Excerpt to read:
Quoted in Buffalo News about the local citizen...Image by inju via Flickr

Yesterday was interesting. Twitter once again ruled the news agenda of mainstream media (MSM) networks as the world's editors finally woke up to the fact (where have you been, CNN?) that something enormous, potentially agenda-changing and highly significant was unfolding in Iran.

From the beatings of students in their dormitories (a story that broke on Twitter, with Twitpics of damaged dorms and bruised students) through to the unfolding 'is it on is it off' drama of the march on Tehran by the green banner-waving opposition crowd (some estimates had it at 2 million and more), the news was happening on Twitter significantly ahead of coverage on the MSM.

This meant that major outlets such as CNN, ABC, Sky and the BBC were all reduced to referencing Twitter in their coverage. The actual Twitter output was massive, reaching several tweets a second going into the late afternoon, and the feeds started to get confusing with rumours spreading and people tweeting and retweeting new information almost regardless of its source. A colossal number of people used Twitter, blogs and Facebook to follow events in Iran yesterday simply because the traditional media failed so badly in understanding that we care about this news. It was a massive editorial misstep that you could argue was only avoided by the BBC which with its Persian service, was at least trying to stream live from the streets.

The news media on the ground, under-resourced, restricted and rightly fearful in the face of baton-wielding nasties in and out of uniform (Take a look at this chilling image of, I understand, government Basij militia from yesterday afternoon) simply couldn’t keep up with the flow of witnesses on the ground. Some quite organised student groups were using mobiles to text news from the crowd back to Twitterers who stayed online using their dial-up connections and switching proxy servers to keep trying to get the news through. It reminded me a little of Salam Pax, the Iraqi blogger who kept information coming out of Baghdad in the face of the American invasion and Iraqi resistance.

Written tasks:
A. Retype the post about Twitter and the Iran protests from "The news media" up to and including "and Iraqi resistance.".
B. Translate this sentence from the post about Twitter and the Iran protests into Spanish: "This meant that major outlets such as CNN, ABC, Sky and the BBC were all reduced to referencing Twitter in their coverage."
C. Proceed with the post about Twitter and the Iran protests, picking up right after its final sentence.
The rows play no part in what follows.

Extracted entries:
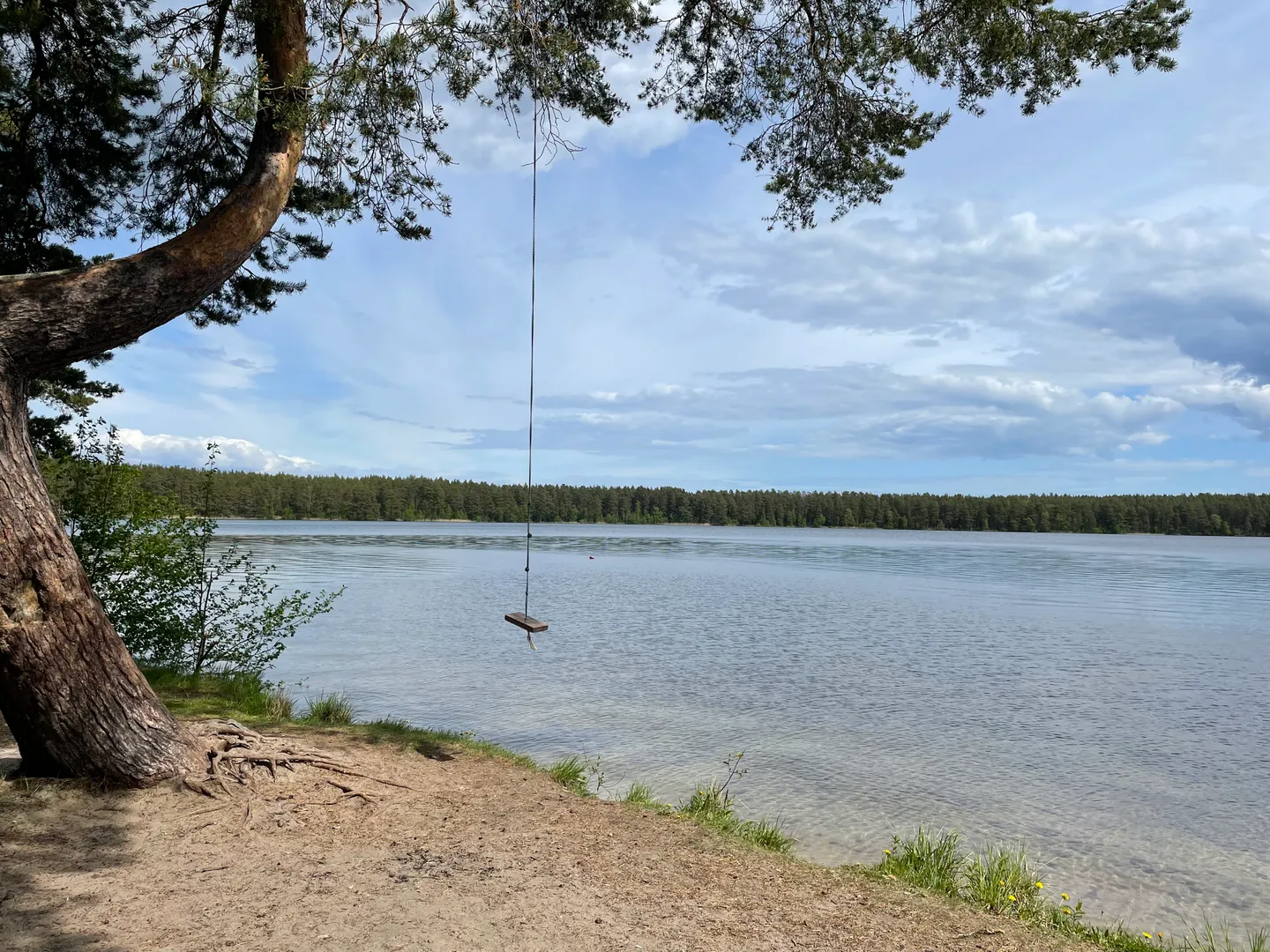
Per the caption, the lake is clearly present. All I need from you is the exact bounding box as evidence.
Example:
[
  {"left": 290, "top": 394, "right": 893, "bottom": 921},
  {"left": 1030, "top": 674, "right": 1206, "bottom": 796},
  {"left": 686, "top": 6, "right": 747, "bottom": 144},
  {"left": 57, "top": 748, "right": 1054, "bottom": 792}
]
[{"left": 221, "top": 520, "right": 1270, "bottom": 932}]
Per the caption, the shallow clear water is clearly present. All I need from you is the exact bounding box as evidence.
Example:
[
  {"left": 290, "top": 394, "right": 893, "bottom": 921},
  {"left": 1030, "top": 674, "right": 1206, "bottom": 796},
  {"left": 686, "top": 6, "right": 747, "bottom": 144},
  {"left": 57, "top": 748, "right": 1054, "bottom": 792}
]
[{"left": 221, "top": 520, "right": 1270, "bottom": 931}]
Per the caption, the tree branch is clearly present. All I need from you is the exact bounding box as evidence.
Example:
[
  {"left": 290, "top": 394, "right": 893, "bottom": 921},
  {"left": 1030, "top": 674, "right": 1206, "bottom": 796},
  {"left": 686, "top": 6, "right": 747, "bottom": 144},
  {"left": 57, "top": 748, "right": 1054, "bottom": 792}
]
[{"left": 0, "top": 0, "right": 309, "bottom": 377}]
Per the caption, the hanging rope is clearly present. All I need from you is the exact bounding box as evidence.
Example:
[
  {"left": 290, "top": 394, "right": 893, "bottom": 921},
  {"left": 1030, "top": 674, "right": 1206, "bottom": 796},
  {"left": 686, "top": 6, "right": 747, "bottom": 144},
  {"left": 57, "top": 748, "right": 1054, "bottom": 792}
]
[{"left": 525, "top": 96, "right": 539, "bottom": 619}]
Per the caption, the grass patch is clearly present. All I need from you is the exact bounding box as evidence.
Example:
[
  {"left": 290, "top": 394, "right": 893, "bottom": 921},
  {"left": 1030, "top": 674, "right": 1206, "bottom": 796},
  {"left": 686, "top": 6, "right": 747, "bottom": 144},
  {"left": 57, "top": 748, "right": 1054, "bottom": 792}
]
[
  {"left": 609, "top": 753, "right": 794, "bottom": 853},
  {"left": 676, "top": 774, "right": 794, "bottom": 853},
  {"left": 623, "top": 783, "right": 661, "bottom": 810},
  {"left": 352, "top": 718, "right": 541, "bottom": 770},
  {"left": 300, "top": 692, "right": 357, "bottom": 727},
  {"left": 142, "top": 667, "right": 294, "bottom": 722},
  {"left": 548, "top": 754, "right": 604, "bottom": 797},
  {"left": 865, "top": 828, "right": 1270, "bottom": 952}
]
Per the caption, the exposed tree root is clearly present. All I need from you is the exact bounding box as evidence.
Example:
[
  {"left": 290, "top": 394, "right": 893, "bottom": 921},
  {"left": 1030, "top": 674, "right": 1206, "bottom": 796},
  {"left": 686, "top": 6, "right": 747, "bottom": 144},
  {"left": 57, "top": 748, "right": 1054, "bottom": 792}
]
[{"left": 179, "top": 721, "right": 414, "bottom": 820}]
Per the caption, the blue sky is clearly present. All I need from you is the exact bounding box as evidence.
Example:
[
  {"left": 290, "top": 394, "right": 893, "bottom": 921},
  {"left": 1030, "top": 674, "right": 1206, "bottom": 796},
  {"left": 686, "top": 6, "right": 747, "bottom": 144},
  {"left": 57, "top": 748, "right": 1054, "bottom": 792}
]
[{"left": 81, "top": 0, "right": 1270, "bottom": 493}]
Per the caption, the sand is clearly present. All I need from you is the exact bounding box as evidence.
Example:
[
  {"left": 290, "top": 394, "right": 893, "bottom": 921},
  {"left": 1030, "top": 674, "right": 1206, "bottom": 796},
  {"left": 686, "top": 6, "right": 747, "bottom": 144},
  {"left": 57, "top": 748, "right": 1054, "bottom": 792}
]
[{"left": 0, "top": 724, "right": 1071, "bottom": 952}]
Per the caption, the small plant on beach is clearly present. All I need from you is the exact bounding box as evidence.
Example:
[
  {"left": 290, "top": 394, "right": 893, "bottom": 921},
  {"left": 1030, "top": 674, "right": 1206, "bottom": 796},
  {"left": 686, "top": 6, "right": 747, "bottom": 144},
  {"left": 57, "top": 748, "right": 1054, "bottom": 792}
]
[
  {"left": 300, "top": 693, "right": 355, "bottom": 726},
  {"left": 863, "top": 828, "right": 1270, "bottom": 952},
  {"left": 878, "top": 828, "right": 965, "bottom": 896},
  {"left": 548, "top": 754, "right": 604, "bottom": 797},
  {"left": 56, "top": 420, "right": 343, "bottom": 680},
  {"left": 1181, "top": 919, "right": 1270, "bottom": 952},
  {"left": 623, "top": 782, "right": 661, "bottom": 810},
  {"left": 963, "top": 846, "right": 1049, "bottom": 921},
  {"left": 678, "top": 751, "right": 794, "bottom": 853}
]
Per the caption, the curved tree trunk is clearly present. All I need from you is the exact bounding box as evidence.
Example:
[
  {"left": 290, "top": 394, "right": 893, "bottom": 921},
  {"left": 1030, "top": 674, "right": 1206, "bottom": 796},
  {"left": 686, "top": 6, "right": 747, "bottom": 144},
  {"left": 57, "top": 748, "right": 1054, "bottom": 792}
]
[
  {"left": 0, "top": 373, "right": 190, "bottom": 783},
  {"left": 0, "top": 0, "right": 309, "bottom": 785}
]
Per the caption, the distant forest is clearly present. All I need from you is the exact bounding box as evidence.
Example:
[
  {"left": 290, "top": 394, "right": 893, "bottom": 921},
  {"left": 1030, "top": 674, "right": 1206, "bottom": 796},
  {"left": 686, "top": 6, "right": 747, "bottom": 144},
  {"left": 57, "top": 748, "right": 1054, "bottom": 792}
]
[{"left": 123, "top": 465, "right": 1270, "bottom": 536}]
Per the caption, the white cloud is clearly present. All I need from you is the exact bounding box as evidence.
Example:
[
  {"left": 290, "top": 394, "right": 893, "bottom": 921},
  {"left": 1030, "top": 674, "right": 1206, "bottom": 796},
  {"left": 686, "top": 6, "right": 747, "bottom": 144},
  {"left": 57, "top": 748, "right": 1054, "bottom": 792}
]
[{"left": 118, "top": 429, "right": 318, "bottom": 472}]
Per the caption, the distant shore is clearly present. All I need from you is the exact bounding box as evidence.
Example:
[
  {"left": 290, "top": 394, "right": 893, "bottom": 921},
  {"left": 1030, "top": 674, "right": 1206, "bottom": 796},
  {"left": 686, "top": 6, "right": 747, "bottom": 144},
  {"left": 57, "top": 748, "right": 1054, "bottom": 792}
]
[{"left": 106, "top": 465, "right": 1270, "bottom": 536}]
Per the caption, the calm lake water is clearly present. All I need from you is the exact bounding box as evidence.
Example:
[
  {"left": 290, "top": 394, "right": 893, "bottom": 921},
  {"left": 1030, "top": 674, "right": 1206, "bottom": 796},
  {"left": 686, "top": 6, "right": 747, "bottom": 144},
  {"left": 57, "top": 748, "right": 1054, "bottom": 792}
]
[{"left": 221, "top": 520, "right": 1270, "bottom": 931}]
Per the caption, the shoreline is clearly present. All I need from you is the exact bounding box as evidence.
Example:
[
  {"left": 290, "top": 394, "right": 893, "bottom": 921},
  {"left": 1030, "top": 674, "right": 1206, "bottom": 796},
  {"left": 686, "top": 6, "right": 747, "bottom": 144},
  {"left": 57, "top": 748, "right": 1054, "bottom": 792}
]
[
  {"left": 212, "top": 516, "right": 1270, "bottom": 539},
  {"left": 10, "top": 672, "right": 1270, "bottom": 952}
]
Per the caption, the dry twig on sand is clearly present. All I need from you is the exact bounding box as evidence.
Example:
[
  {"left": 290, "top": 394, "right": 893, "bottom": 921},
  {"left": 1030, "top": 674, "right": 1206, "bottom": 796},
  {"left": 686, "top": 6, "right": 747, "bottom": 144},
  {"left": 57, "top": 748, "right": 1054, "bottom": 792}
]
[{"left": 180, "top": 721, "right": 414, "bottom": 816}]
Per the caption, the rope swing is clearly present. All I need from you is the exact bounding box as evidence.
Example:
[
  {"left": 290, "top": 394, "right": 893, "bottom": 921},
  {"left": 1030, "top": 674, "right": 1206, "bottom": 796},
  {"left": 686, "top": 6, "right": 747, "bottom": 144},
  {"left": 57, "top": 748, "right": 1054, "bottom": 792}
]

Outputs:
A.
The news media on the ground, under-resourced, restricted and rightly fearful in the face of baton-wielding nasties in and out of uniform (Take a look at this chilling image of, I understand, government Basij militia from yesterday afternoon) simply couldn’t keep up with the flow of witnesses on the ground. Some quite organised student groups were using mobiles to text news from the crowd back to Twitterers who stayed online using their dial-up connections and switching proxy servers to keep trying to get the news through. It reminded me a little of Salam Pax, the Iraqi blogger who kept information coming out of Baghdad in the face of the American invasion and Iraqi resistance.

B. Esto significó que grandes medios como CNN, ABC, Sky y la BBC se vieron reducidos a citar Twitter en su cobertura.

C.
Problems

This stream of information from a confused, dangerous and yet highly important series of events on the ground raises a number of problems. The first of these is provenance. How do you KNOW you’re watching a Twitter feed from a genuine Iranian student and not a hoaxer or, even worse, state-owned instrument of instability. For instance, a foreign intelligence outfit could quite nicely stoke up international concern and damaging coverage by pretending to be a witness – and we’re all credulous enough to take the bait because, let's face it, we want to see social media beating up the MSM.

So how do we know you’re real?

My own personal test is a website or blog. If the Twitterer links to one of those, you have the chance to have a quick browse and test an established track record and a history of conversation. Another test is personal relationship – if someone with whom I have an established online relationship can vouch for the new contact, then I’ll usually take that as a bona fide contact. And another is longevity - I prefer sources that were online and have a track record before the events in question took place.

Keeping a cool head can be hard in the face of the excitement, but there’s nothing worse than finding yourself accused of blindly repeating BS – or being unhelpful in your attempts to help. For instance, at the height of yesterday’s events, people were retweeting lists of alternative proxies. That was cluttering up the stream and generally getting in the way. If you’re based in North America and have no Iranian friends, retweeting a proxy server with an #iranelection hashtag is hardly going to add utility to the conversation, for instance.

Some MSM pundits were pointing out that the information on Twitter wasn’t reliable. I thought it was. Following the couple of simple rules above and waiting a little to have news confirmed by multiple sources, I got compelling information and images from on the ground witness sources often hours before the broadcast media.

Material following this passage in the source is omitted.